## [Excerpt provided]
= = =

Stardust@home is a highly distributed project using a “Virtual Microscope” that is written in html and javascript and runs on most browsers — no downloads are required. Using the Virtual Microscope volunteers can search over the collector for the tracks of the interstellar dust particles.

How many samples do you anticipate being found during the course of the project?

Great question. The short answer is that we don’t know. The long answer is a bit more complicated. Here’s what we know. The Galileo and Ulysses spacecraft carried dust detectors onboard that Eberhard Gruen and his colleagues used to first detect and them measure the flux of interstellar dust particles streaming into the solar system. (This is a kind of “wind” of interstellar dust, caused by the fact that our solar system is moving with respect to the local interstellar medium.) Markus Landgraf has estimated the number of interstellar dust particles that should have been captured by Stardust during two periods of the “cruise” phase of the interplanetary orbit in which the spacecraft was moving with this wind. He estimated that there should be around 45 particles, but this number is very uncertain — I wouldn’t be surprised if it is quite different from that. That was the long answer! One thing that I should say…is that like all research, the outcome of what we are doing is highly uncertain. There is a wonderful quote attributed to Einstein — “If we knew what we were doing, it wouldn’t be called “research”, would it?”

How big would the samples be?

= = =

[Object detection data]
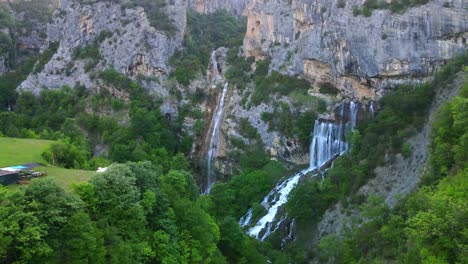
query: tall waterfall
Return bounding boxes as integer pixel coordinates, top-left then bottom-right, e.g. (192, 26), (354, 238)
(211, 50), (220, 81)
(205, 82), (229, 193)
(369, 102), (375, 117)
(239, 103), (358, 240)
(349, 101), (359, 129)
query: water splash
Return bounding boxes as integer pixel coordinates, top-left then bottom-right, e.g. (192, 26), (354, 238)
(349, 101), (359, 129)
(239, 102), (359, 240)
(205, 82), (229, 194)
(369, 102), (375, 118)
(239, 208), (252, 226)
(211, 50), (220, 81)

= = =

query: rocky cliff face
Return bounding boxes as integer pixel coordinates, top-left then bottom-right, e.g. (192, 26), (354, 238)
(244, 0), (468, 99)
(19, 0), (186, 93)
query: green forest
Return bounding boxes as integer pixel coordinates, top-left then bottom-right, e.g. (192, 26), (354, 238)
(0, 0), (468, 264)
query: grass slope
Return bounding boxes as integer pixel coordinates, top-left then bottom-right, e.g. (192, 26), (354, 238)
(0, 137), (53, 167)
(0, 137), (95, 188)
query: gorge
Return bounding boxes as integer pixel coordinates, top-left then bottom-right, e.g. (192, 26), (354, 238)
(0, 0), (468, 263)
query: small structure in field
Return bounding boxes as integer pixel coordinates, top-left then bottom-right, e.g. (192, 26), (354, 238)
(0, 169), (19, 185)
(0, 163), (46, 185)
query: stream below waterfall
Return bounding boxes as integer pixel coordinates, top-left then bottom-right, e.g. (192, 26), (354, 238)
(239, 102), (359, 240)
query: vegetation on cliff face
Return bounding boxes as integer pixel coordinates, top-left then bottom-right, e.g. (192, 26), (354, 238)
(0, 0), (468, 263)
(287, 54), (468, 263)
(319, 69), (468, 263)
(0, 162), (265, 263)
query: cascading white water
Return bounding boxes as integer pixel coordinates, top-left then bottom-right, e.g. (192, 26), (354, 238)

= = =

## [Written exercise]
List every spacecraft named in the Stardust@home excerpt.

## [Answer to the exercise]
Galileo
Ulysses
Stardust